## Records provided:
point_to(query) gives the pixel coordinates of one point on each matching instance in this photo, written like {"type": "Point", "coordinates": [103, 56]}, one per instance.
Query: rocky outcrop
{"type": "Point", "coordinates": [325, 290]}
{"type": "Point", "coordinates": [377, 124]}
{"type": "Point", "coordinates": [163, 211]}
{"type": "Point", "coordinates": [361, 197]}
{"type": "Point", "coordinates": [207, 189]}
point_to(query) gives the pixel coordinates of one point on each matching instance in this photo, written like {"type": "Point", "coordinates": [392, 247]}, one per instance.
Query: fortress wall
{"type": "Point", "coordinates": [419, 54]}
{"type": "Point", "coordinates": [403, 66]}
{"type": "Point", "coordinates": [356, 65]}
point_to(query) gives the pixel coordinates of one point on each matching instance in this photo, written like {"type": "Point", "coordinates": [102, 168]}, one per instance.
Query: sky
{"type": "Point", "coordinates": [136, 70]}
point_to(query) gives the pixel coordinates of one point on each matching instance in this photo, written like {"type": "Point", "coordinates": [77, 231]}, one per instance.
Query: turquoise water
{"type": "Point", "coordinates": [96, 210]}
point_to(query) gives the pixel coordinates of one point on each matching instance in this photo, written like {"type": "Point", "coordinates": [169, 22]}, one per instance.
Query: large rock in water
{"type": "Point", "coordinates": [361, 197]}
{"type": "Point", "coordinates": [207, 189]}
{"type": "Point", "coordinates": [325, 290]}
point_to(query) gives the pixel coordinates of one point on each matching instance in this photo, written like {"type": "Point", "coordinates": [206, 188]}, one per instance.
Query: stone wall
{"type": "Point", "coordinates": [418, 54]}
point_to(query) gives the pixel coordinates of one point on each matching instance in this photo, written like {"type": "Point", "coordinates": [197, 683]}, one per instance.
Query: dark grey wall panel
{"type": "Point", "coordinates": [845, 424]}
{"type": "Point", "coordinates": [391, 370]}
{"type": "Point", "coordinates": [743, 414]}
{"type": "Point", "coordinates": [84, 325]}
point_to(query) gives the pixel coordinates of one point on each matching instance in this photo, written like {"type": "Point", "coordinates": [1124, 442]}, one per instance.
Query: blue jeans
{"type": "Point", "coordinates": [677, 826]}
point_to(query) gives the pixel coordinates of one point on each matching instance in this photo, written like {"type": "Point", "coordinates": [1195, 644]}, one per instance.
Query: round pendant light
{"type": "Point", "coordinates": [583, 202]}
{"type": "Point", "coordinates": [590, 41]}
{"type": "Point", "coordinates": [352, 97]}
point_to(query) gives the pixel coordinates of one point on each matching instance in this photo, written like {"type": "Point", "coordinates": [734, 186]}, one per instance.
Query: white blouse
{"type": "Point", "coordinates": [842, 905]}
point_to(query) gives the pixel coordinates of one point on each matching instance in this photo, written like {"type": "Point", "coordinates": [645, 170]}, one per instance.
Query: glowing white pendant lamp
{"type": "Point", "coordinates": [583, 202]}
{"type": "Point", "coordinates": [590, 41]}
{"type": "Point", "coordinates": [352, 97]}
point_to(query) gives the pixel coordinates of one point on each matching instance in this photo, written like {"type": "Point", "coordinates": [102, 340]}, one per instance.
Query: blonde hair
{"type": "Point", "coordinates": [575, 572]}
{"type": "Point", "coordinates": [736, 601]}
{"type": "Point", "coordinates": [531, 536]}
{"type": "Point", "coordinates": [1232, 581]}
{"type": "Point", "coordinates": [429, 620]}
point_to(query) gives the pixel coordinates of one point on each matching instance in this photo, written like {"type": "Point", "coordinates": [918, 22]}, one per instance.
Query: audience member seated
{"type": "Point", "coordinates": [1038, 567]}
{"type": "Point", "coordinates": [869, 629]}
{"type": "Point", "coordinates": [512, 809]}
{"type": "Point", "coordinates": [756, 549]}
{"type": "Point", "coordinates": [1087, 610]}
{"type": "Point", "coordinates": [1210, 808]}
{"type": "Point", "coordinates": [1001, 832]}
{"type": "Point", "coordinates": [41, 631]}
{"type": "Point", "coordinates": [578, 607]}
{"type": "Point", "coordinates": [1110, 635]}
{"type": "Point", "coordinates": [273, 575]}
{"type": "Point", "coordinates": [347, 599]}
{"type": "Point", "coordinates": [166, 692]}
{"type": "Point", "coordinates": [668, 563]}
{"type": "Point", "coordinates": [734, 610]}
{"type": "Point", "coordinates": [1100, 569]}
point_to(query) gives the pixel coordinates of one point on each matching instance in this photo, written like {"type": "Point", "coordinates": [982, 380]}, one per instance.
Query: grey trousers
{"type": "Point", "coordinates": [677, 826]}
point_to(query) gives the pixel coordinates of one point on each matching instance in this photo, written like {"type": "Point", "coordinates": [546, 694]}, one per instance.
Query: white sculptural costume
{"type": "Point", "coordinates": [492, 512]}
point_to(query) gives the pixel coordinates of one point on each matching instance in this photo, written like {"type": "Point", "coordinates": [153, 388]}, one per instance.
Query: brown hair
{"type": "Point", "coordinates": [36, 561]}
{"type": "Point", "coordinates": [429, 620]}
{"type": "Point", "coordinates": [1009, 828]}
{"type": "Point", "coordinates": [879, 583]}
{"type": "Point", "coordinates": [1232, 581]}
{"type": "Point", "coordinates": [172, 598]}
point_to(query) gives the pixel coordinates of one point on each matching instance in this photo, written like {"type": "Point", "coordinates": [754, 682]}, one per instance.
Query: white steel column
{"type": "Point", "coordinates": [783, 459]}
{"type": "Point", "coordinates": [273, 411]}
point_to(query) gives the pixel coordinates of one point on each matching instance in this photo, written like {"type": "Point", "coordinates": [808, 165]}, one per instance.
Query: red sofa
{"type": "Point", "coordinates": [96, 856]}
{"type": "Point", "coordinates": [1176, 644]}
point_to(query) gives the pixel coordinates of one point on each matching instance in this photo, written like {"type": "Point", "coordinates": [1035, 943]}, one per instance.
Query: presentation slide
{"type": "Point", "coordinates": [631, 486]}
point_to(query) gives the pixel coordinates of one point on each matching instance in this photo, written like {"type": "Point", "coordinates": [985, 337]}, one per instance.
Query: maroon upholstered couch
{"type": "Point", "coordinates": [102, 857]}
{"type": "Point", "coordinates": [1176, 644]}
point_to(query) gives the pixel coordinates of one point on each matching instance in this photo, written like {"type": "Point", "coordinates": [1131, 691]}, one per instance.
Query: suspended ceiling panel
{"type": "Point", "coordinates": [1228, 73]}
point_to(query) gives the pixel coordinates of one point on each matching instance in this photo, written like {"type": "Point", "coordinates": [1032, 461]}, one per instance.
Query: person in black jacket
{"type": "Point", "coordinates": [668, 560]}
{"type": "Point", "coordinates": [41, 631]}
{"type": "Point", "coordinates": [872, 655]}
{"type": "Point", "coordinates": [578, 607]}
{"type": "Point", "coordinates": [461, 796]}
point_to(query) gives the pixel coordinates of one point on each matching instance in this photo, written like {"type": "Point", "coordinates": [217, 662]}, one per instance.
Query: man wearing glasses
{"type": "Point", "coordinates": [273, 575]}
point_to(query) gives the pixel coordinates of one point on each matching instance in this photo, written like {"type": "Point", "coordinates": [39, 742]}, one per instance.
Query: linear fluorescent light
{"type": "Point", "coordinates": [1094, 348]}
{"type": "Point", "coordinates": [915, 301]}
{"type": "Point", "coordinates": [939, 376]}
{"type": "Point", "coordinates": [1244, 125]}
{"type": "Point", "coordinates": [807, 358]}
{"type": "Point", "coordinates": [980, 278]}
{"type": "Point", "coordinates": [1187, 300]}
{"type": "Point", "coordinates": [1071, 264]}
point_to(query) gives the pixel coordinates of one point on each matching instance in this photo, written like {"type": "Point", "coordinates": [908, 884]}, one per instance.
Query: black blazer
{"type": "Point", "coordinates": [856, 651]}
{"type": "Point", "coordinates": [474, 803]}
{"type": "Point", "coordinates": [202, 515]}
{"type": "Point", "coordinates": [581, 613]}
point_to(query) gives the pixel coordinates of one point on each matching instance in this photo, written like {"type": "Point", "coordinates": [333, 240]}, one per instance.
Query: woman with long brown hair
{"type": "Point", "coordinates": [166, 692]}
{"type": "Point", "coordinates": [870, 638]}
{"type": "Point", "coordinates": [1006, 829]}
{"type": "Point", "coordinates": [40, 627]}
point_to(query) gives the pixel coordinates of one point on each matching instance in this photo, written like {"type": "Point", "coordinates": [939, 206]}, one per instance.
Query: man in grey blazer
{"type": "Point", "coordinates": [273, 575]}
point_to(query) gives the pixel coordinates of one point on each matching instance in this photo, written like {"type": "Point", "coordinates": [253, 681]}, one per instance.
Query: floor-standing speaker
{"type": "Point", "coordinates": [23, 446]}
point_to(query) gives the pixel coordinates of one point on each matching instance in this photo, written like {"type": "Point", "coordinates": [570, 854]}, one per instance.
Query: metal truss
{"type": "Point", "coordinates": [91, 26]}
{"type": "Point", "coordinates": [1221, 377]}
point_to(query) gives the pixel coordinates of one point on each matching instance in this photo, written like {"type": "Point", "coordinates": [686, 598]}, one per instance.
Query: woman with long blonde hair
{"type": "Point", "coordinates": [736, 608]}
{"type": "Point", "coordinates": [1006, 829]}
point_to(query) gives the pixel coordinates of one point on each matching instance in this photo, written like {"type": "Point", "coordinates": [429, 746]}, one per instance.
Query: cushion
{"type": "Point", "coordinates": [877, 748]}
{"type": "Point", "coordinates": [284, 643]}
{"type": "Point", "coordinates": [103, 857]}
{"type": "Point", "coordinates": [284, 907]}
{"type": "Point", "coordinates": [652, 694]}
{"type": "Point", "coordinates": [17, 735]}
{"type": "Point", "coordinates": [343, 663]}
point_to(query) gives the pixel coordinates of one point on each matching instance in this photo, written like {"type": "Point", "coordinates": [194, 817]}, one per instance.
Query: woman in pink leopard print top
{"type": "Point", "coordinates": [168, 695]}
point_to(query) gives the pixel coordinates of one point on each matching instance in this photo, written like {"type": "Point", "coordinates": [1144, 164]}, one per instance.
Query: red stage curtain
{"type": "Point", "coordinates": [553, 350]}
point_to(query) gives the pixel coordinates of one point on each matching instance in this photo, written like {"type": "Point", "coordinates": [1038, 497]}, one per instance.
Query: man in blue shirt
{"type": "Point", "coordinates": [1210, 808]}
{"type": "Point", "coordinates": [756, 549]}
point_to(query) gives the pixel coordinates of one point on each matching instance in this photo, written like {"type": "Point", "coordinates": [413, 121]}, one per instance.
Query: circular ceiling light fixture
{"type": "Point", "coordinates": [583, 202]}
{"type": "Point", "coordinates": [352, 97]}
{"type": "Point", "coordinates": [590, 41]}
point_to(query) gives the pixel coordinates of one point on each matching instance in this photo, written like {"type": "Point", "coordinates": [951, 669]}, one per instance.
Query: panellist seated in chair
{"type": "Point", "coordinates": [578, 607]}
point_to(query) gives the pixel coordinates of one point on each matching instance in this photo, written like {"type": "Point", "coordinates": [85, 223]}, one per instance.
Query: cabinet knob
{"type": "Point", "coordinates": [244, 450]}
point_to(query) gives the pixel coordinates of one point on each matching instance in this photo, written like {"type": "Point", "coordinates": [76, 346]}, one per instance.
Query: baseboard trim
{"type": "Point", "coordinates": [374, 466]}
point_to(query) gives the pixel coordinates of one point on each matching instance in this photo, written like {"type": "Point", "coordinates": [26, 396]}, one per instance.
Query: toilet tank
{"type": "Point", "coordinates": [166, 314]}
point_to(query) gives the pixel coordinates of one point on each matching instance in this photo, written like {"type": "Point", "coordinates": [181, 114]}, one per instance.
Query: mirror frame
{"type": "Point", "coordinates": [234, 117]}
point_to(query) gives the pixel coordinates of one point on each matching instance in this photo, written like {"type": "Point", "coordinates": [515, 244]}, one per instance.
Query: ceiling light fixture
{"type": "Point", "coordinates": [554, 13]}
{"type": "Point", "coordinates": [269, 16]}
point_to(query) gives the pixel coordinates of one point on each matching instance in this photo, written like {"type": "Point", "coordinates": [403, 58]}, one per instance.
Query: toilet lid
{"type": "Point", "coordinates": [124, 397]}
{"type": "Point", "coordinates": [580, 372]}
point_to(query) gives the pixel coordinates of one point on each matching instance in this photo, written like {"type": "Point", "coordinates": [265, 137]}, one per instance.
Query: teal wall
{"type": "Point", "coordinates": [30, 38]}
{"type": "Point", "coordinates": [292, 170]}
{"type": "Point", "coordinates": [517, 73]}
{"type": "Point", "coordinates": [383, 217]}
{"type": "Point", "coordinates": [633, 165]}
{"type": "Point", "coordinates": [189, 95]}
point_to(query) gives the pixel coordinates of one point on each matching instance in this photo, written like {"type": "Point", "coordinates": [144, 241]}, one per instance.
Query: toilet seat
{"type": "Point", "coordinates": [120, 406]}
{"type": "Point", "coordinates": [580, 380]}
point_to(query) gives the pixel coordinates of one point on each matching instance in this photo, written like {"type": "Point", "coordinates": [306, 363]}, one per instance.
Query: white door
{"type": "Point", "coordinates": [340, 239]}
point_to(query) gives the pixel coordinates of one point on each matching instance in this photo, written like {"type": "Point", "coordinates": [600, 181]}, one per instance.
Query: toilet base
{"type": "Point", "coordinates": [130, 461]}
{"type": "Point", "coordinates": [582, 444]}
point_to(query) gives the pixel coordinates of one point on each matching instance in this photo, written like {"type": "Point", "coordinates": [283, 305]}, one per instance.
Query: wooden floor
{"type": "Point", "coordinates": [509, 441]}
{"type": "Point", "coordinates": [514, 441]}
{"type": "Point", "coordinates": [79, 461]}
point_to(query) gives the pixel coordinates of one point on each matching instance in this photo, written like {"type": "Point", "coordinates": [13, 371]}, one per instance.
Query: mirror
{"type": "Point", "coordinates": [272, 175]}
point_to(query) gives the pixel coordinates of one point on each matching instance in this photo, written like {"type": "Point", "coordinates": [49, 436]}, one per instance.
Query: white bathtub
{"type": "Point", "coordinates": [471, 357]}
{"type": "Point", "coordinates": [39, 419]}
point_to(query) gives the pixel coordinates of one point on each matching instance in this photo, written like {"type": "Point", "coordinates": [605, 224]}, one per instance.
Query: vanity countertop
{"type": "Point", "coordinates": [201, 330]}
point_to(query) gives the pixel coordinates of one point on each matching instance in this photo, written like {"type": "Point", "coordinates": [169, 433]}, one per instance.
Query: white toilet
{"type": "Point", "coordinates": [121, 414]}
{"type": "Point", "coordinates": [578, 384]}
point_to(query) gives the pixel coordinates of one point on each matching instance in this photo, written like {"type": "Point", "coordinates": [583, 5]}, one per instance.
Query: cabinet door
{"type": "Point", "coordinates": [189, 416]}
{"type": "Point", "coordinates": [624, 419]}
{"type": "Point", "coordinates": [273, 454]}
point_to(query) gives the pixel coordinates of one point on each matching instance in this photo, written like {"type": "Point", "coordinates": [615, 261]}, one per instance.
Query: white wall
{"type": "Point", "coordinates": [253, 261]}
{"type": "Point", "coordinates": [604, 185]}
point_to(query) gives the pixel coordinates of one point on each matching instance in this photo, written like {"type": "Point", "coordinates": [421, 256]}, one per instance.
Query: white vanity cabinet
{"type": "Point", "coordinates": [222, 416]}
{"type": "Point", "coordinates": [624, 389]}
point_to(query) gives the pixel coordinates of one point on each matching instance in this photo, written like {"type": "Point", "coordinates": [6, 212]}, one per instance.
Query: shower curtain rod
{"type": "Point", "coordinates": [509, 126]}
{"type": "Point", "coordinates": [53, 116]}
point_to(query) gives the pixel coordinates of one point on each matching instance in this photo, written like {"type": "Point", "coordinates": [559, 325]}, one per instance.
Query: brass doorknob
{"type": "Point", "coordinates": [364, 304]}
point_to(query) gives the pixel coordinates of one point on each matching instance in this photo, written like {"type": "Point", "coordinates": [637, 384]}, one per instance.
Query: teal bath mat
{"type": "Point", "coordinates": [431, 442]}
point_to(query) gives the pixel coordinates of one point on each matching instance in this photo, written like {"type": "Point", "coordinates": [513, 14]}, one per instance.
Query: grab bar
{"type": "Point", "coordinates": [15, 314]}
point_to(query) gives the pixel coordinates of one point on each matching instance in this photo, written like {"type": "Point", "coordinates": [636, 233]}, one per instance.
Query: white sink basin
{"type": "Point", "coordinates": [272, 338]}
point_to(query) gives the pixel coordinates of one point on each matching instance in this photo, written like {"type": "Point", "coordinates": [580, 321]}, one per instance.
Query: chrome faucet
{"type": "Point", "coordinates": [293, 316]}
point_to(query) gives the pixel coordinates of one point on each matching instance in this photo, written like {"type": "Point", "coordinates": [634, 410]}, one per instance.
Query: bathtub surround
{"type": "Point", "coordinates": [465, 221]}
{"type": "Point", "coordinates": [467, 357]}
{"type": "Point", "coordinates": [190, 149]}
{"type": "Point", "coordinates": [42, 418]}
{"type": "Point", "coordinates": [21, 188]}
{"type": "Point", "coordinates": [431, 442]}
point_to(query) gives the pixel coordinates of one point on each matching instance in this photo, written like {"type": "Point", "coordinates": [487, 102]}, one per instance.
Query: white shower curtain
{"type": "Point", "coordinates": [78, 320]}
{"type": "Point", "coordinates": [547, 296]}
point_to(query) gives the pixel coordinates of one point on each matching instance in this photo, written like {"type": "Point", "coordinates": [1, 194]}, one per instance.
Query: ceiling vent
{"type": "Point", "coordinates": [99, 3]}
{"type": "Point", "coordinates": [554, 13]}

## Set task:
Copy out every line of the records that contains the word "woman".

## Complete output:
Query: woman with long brown hair
Query: woman with long blonde hair
Query: woman in pink leopard print top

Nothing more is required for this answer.